**PROVIDED DATA**

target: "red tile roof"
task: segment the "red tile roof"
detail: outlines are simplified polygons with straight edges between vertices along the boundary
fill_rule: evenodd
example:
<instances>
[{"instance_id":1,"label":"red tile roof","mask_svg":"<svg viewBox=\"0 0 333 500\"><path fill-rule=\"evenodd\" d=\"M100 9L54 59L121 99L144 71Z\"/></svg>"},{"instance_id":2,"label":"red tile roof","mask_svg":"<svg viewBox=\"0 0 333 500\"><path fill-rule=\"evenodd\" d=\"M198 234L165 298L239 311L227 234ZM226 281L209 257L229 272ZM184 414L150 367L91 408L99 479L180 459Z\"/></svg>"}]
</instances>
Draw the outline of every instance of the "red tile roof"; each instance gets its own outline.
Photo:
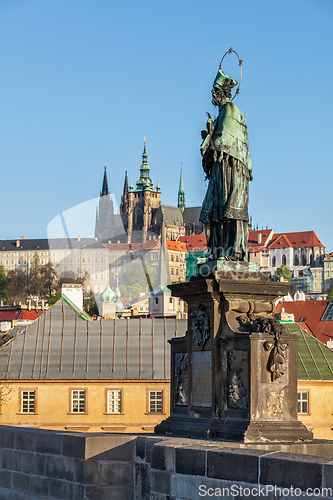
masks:
<instances>
[{"instance_id":1,"label":"red tile roof","mask_svg":"<svg viewBox=\"0 0 333 500\"><path fill-rule=\"evenodd\" d=\"M256 230L250 230L249 231L249 247L257 246L257 245L266 245L267 239L269 235L271 234L272 229L256 229ZM259 235L261 235L261 242L258 243L258 239L260 238ZM259 252L259 250L258 250Z\"/></svg>"},{"instance_id":2,"label":"red tile roof","mask_svg":"<svg viewBox=\"0 0 333 500\"><path fill-rule=\"evenodd\" d=\"M13 321L13 320L23 320L28 319L35 321L43 313L42 311L29 311L27 309L21 309L16 311L0 311L0 321Z\"/></svg>"},{"instance_id":3,"label":"red tile roof","mask_svg":"<svg viewBox=\"0 0 333 500\"><path fill-rule=\"evenodd\" d=\"M196 250L205 250L207 248L207 240L205 234L191 234L188 236L179 236L178 241L186 244L188 252Z\"/></svg>"},{"instance_id":4,"label":"red tile roof","mask_svg":"<svg viewBox=\"0 0 333 500\"><path fill-rule=\"evenodd\" d=\"M280 234L277 238L274 235L273 242L268 245L269 249L273 248L292 248L293 245L290 243L290 240L286 234Z\"/></svg>"},{"instance_id":5,"label":"red tile roof","mask_svg":"<svg viewBox=\"0 0 333 500\"><path fill-rule=\"evenodd\" d=\"M333 322L320 321L324 311L329 303L329 300L295 300L292 302L279 302L275 313L280 313L284 308L286 313L293 314L295 322L300 323L300 326L306 326L318 340L326 344L333 335ZM303 319L303 321L300 321ZM328 326L324 326L330 324ZM331 335L329 335L329 326L331 327Z\"/></svg>"},{"instance_id":6,"label":"red tile roof","mask_svg":"<svg viewBox=\"0 0 333 500\"><path fill-rule=\"evenodd\" d=\"M327 259L333 259L333 252L332 253L325 253L325 257Z\"/></svg>"},{"instance_id":7,"label":"red tile roof","mask_svg":"<svg viewBox=\"0 0 333 500\"><path fill-rule=\"evenodd\" d=\"M157 250L161 248L161 240L148 240L146 243L106 243L105 246L109 250L121 250L138 252L140 250ZM186 245L179 241L167 240L168 250L175 250L178 252L186 252Z\"/></svg>"},{"instance_id":8,"label":"red tile roof","mask_svg":"<svg viewBox=\"0 0 333 500\"><path fill-rule=\"evenodd\" d=\"M262 245L257 245L257 246L249 247L249 253L264 252L266 250L267 250L267 247L264 247Z\"/></svg>"},{"instance_id":9,"label":"red tile roof","mask_svg":"<svg viewBox=\"0 0 333 500\"><path fill-rule=\"evenodd\" d=\"M156 240L148 240L146 243L106 243L109 250L150 250L156 245Z\"/></svg>"},{"instance_id":10,"label":"red tile roof","mask_svg":"<svg viewBox=\"0 0 333 500\"><path fill-rule=\"evenodd\" d=\"M293 247L324 247L314 231L300 231L297 233L274 234L274 241L285 236Z\"/></svg>"}]
</instances>

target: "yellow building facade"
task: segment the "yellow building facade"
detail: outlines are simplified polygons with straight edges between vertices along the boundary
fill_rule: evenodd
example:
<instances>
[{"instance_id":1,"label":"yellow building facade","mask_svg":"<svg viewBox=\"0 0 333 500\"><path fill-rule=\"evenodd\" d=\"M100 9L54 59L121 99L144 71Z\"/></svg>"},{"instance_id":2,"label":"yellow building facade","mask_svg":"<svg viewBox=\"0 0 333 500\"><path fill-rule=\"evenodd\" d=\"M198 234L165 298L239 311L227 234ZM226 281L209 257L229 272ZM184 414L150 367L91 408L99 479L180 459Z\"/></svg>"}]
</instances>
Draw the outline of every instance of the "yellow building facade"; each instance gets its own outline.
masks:
<instances>
[{"instance_id":1,"label":"yellow building facade","mask_svg":"<svg viewBox=\"0 0 333 500\"><path fill-rule=\"evenodd\" d=\"M1 425L141 433L154 432L170 413L167 380L20 380L6 385L10 393L1 407Z\"/></svg>"}]
</instances>

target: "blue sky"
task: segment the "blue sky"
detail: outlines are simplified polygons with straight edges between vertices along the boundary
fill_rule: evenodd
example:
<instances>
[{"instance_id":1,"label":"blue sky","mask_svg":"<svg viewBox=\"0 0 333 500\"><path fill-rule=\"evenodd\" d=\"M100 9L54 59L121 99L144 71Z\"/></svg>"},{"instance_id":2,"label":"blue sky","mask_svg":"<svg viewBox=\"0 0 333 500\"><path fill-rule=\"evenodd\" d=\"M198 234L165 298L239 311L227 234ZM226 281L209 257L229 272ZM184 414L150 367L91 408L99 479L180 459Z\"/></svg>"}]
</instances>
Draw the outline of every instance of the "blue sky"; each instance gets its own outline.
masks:
<instances>
[{"instance_id":1,"label":"blue sky","mask_svg":"<svg viewBox=\"0 0 333 500\"><path fill-rule=\"evenodd\" d=\"M232 46L253 221L313 229L333 251L332 20L331 0L0 0L0 238L46 237L99 195L104 165L119 203L144 136L162 202L177 203L182 162L186 204L200 205L200 130Z\"/></svg>"}]
</instances>

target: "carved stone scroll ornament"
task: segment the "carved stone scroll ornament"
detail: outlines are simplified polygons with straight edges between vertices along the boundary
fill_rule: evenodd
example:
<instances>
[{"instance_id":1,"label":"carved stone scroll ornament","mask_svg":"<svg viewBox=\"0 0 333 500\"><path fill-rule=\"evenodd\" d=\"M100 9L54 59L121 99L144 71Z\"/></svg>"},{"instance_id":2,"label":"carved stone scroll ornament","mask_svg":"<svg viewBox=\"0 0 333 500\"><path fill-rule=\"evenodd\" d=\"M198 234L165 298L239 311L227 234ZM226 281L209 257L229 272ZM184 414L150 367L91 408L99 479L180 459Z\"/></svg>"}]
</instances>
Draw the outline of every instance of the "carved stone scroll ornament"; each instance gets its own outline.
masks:
<instances>
[{"instance_id":1,"label":"carved stone scroll ornament","mask_svg":"<svg viewBox=\"0 0 333 500\"><path fill-rule=\"evenodd\" d=\"M228 351L228 407L237 410L246 410L248 407L246 387L240 376L243 371L241 362L237 359L236 351Z\"/></svg>"},{"instance_id":2,"label":"carved stone scroll ornament","mask_svg":"<svg viewBox=\"0 0 333 500\"><path fill-rule=\"evenodd\" d=\"M175 354L175 404L187 405L188 354Z\"/></svg>"},{"instance_id":3,"label":"carved stone scroll ornament","mask_svg":"<svg viewBox=\"0 0 333 500\"><path fill-rule=\"evenodd\" d=\"M271 373L271 380L277 380L284 374L283 364L286 359L286 350L288 343L281 340L282 335L285 333L285 327L281 323L272 318L265 318L264 316L253 317L251 315L239 316L237 318L241 326L248 328L249 331L256 333L269 333L274 336L274 339L267 340L264 343L266 351L270 351L267 362L267 370Z\"/></svg>"},{"instance_id":4,"label":"carved stone scroll ornament","mask_svg":"<svg viewBox=\"0 0 333 500\"><path fill-rule=\"evenodd\" d=\"M210 324L209 315L203 304L197 305L195 311L191 313L193 338L200 351L205 346L209 338Z\"/></svg>"}]
</instances>

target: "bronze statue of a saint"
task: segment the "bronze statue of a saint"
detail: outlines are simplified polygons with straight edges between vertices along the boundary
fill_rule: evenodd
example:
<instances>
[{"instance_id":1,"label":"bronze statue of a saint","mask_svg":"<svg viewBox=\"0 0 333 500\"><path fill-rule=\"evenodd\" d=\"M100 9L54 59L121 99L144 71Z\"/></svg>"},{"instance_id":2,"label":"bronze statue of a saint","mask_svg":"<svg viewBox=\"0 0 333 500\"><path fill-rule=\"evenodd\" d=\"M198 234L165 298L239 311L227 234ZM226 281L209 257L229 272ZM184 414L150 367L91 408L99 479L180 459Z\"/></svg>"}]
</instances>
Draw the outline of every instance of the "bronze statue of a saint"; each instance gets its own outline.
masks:
<instances>
[{"instance_id":1,"label":"bronze statue of a saint","mask_svg":"<svg viewBox=\"0 0 333 500\"><path fill-rule=\"evenodd\" d=\"M219 115L209 113L206 130L201 132L202 166L209 179L200 221L205 225L208 259L247 261L249 181L252 164L246 121L231 102L237 85L219 69L212 89L212 103Z\"/></svg>"}]
</instances>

**TASK INSTRUCTIONS**
Read the listing. Report every line that includes the word "target".

**ANSWER BOX**
target: "red tile roof"
target: "yellow building facade"
target: "blue sky"
target: "carved stone scroll ornament"
target: "bronze statue of a saint"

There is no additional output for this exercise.